- **PROBLEM TO WORK ON**: Restate the entries below verbatim.
══ PROVIDED MATERIAL ══
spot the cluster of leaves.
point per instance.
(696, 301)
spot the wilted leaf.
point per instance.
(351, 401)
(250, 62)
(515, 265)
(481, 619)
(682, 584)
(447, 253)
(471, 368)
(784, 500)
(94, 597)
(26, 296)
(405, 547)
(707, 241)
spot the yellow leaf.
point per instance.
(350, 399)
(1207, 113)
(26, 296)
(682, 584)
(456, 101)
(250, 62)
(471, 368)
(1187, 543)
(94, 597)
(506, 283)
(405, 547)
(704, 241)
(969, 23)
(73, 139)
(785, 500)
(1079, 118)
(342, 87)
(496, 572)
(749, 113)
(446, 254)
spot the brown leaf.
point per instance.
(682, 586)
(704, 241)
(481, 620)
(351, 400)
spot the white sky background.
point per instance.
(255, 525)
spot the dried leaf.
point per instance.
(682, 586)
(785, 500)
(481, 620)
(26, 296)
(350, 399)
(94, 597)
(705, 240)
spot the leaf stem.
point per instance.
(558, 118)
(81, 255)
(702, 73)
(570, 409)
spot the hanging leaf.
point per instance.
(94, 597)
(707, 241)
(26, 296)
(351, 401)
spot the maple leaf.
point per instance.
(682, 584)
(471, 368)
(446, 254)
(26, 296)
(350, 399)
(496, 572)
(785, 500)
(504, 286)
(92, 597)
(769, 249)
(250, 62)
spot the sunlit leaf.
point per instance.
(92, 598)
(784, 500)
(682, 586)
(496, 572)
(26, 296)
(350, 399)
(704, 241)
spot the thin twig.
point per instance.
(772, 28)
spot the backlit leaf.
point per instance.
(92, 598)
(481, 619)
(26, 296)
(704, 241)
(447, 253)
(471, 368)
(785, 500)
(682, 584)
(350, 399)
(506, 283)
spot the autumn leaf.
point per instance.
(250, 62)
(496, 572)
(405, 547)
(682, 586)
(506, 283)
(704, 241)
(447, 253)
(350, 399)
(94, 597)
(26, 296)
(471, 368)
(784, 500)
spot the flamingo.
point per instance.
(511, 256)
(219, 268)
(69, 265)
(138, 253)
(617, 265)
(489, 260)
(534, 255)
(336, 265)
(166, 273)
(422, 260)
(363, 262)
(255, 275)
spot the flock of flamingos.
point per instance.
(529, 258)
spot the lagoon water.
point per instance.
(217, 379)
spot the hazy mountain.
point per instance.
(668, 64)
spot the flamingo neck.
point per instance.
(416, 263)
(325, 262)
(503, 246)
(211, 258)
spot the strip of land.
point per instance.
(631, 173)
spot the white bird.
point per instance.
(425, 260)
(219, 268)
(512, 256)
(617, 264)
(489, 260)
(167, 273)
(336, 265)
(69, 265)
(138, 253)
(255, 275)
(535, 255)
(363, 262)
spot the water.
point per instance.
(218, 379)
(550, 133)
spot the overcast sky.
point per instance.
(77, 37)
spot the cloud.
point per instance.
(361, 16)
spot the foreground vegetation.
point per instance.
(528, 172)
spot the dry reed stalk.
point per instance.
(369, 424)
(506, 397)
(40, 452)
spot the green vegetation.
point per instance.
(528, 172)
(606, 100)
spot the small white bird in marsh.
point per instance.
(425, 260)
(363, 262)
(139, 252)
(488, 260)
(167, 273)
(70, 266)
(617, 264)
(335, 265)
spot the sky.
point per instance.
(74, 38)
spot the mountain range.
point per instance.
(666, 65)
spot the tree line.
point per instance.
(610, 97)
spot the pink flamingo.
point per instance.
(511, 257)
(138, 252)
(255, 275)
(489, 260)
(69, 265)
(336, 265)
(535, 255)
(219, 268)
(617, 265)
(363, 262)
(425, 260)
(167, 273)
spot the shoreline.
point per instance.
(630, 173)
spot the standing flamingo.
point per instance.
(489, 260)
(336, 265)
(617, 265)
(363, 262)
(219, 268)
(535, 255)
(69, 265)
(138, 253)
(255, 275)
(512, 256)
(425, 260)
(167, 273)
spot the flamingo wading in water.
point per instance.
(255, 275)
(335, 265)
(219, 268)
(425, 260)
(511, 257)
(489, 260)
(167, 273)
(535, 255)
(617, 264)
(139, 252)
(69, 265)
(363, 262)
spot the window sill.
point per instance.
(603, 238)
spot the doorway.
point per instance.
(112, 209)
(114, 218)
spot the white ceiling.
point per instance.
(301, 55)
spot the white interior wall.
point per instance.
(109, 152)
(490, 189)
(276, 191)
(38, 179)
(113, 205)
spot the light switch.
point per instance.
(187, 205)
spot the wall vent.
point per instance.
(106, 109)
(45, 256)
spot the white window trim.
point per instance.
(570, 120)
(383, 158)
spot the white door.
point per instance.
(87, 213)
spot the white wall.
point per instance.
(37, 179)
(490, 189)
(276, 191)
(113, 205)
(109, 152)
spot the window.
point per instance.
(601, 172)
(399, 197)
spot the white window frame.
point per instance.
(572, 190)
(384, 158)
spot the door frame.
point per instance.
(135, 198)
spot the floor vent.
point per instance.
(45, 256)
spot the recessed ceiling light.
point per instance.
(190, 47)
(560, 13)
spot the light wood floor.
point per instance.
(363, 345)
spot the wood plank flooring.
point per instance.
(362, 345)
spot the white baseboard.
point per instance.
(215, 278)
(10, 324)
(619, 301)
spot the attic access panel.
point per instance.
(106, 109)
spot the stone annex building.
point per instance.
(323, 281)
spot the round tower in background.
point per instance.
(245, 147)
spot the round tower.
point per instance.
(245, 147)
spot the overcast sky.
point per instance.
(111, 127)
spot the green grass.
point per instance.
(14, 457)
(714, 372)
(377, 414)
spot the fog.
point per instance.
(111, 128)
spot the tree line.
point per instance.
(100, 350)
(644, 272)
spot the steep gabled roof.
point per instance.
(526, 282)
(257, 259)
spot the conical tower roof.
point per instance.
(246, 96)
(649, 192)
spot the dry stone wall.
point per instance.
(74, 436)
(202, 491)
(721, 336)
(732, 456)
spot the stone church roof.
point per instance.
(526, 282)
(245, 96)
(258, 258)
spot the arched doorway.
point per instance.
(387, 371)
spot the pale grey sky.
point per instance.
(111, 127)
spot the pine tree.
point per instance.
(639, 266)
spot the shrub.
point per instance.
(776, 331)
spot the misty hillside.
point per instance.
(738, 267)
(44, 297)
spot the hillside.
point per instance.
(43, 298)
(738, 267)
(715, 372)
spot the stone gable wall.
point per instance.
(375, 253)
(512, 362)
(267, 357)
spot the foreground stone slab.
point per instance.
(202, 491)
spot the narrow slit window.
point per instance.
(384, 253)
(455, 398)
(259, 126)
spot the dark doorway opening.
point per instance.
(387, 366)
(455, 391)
═══
- **WORKED SOLUTION**:
spot the cluster of leaves.
point per instance.
(696, 301)
spot the wilted leaf.
point per instance.
(351, 401)
(250, 62)
(515, 265)
(481, 619)
(682, 584)
(447, 253)
(471, 368)
(784, 500)
(94, 597)
(26, 296)
(405, 547)
(707, 241)
spot the yellow leaf.
point per instance.
(350, 399)
(1207, 113)
(26, 296)
(682, 584)
(456, 101)
(250, 62)
(471, 368)
(1187, 543)
(94, 597)
(506, 283)
(405, 547)
(704, 241)
(969, 23)
(73, 139)
(785, 500)
(1079, 118)
(342, 87)
(496, 572)
(749, 113)
(446, 254)
spot the brown leaf.
point per instance.
(682, 586)
(704, 241)
(481, 620)
(351, 400)
spot the white sky background.
point per instance.
(255, 525)
spot the dried leaf.
point per instance.
(682, 586)
(785, 500)
(481, 620)
(26, 296)
(350, 399)
(94, 597)
(705, 240)
spot the leaf stem.
point per instance.
(558, 118)
(81, 255)
(702, 73)
(570, 409)
spot the hanging leaf.
point per instance.
(94, 597)
(707, 241)
(26, 296)
(351, 401)
spot the maple leaf.
point per instance.
(682, 584)
(471, 368)
(446, 254)
(26, 296)
(350, 399)
(496, 572)
(785, 500)
(504, 286)
(92, 597)
(769, 249)
(250, 62)
spot the sunlit leaf.
point per instance.
(92, 598)
(784, 500)
(682, 586)
(496, 572)
(26, 296)
(350, 399)
(704, 241)
spot the thin twig.
point per instance.
(772, 28)
spot the backlit leaf.
point per instance.
(92, 598)
(481, 619)
(26, 296)
(704, 241)
(447, 253)
(471, 368)
(785, 500)
(682, 584)
(350, 399)
(506, 283)
spot the autumn leaf.
point per instance.
(250, 62)
(496, 572)
(405, 547)
(682, 586)
(506, 283)
(704, 241)
(447, 253)
(350, 399)
(94, 597)
(26, 296)
(471, 368)
(784, 500)
spot the flamingo.
point per instance.
(511, 256)
(219, 268)
(69, 265)
(138, 253)
(617, 265)
(489, 260)
(534, 255)
(336, 265)
(166, 273)
(422, 260)
(363, 262)
(255, 275)
spot the flock of flamingos.
point per instance.
(529, 258)
spot the lagoon water.
point per instance.
(217, 379)
spot the hazy mountain.
point per instance.
(668, 64)
spot the flamingo neck.
point per instance.
(416, 263)
(325, 262)
(503, 246)
(211, 258)
spot the strip of land.
point per instance.
(631, 173)
spot the white bird.
point per instance.
(425, 260)
(219, 268)
(512, 256)
(617, 264)
(489, 260)
(167, 273)
(336, 265)
(69, 265)
(138, 253)
(255, 275)
(535, 255)
(363, 262)
spot the water.
point per instance.
(218, 379)
(550, 133)
spot the overcast sky.
point per instance.
(77, 37)
spot the cloud.
point per instance.
(361, 16)
spot the foreground vegetation.
point per instance.
(528, 172)
spot the dry reed stalk.
point per instance.
(369, 424)
(506, 397)
(40, 452)
spot the green vegetation.
point per instance.
(528, 172)
(606, 100)
spot the small white bird in marsh.
point per instance.
(425, 260)
(363, 262)
(139, 252)
(488, 260)
(167, 273)
(70, 266)
(617, 264)
(335, 265)
spot the sky.
point per instance.
(74, 38)
spot the mountain range.
point per instance.
(666, 65)
spot the tree line.
point per instance.
(610, 97)
spot the pink flamingo.
point per instance.
(511, 257)
(138, 252)
(255, 275)
(489, 260)
(69, 265)
(336, 265)
(535, 255)
(219, 268)
(617, 265)
(363, 262)
(425, 260)
(167, 273)
spot the shoreline.
point per instance.
(630, 173)
spot the standing flamingo.
point per instance.
(489, 260)
(336, 265)
(617, 265)
(363, 262)
(219, 268)
(535, 255)
(69, 265)
(138, 253)
(255, 275)
(512, 256)
(425, 260)
(167, 273)
spot the flamingo wading in water.
point per instance.
(255, 275)
(335, 265)
(219, 268)
(425, 260)
(511, 257)
(489, 260)
(167, 273)
(535, 255)
(617, 264)
(139, 252)
(69, 265)
(363, 262)
spot the window sill.
point per instance.
(603, 238)
spot the doorway.
point per instance.
(112, 209)
(114, 218)
spot the white ceiling.
point per instance.
(301, 55)
spot the white interior wall.
point per instance.
(109, 152)
(490, 189)
(276, 191)
(38, 179)
(113, 205)
spot the light switch.
point per instance.
(187, 205)
spot the wall vent.
point per instance.
(106, 109)
(45, 256)
spot the white window trim.
point per instance.
(570, 120)
(383, 158)
spot the white door.
point per instance.
(87, 213)
spot the white wall.
point per instance.
(37, 179)
(490, 189)
(276, 191)
(113, 205)
(109, 152)
spot the window.
point per instance.
(601, 172)
(399, 197)
spot the white window frame.
point per instance.
(572, 190)
(384, 158)
spot the door frame.
point per instance.
(135, 198)
spot the floor vent.
point per instance.
(45, 256)
spot the recessed ceiling light.
point per instance.
(190, 47)
(560, 13)
spot the light wood floor.
point per instance.
(363, 345)
spot the wood plank flooring.
point per instance.
(362, 345)
spot the white baseboard.
point per instance.
(215, 278)
(10, 324)
(619, 301)
spot the attic access panel.
point per instance.
(106, 109)
spot the stone annex building.
point per instance.
(323, 281)
spot the round tower in background.
point per instance.
(245, 147)
spot the round tower.
point per instance.
(245, 147)
spot the overcast sky.
point per instance.
(111, 127)
spot the green grass.
point per instance.
(14, 457)
(714, 372)
(377, 414)
spot the fog.
point per instance.
(111, 128)
spot the tree line.
point per instance.
(100, 350)
(644, 272)
spot the steep gabled roof.
point per instance.
(526, 282)
(257, 259)
spot the conical tower roof.
point per instance.
(246, 96)
(649, 192)
spot the dry stone wall.
point per instance.
(74, 436)
(202, 491)
(721, 336)
(732, 456)
spot the stone church roof.
point per instance.
(526, 282)
(245, 96)
(258, 258)
spot the arched doorway.
point per instance.
(387, 371)
spot the pale grey sky.
point per instance.
(111, 127)
spot the pine tree.
point per instance.
(639, 266)
spot the shrub.
point per instance.
(776, 331)
spot the misty hillside.
point per instance.
(738, 267)
(44, 297)
spot the hillside.
point per instance.
(43, 298)
(738, 267)
(715, 372)
spot the stone gable wall.
point per instance.
(375, 253)
(512, 362)
(267, 357)
spot the foreground stone slab.
point per instance.
(202, 491)
spot the narrow slit window.
point per instance.
(384, 253)
(455, 398)
(259, 126)
spot the dark doorway opening.
point per instance.
(387, 366)
(455, 391)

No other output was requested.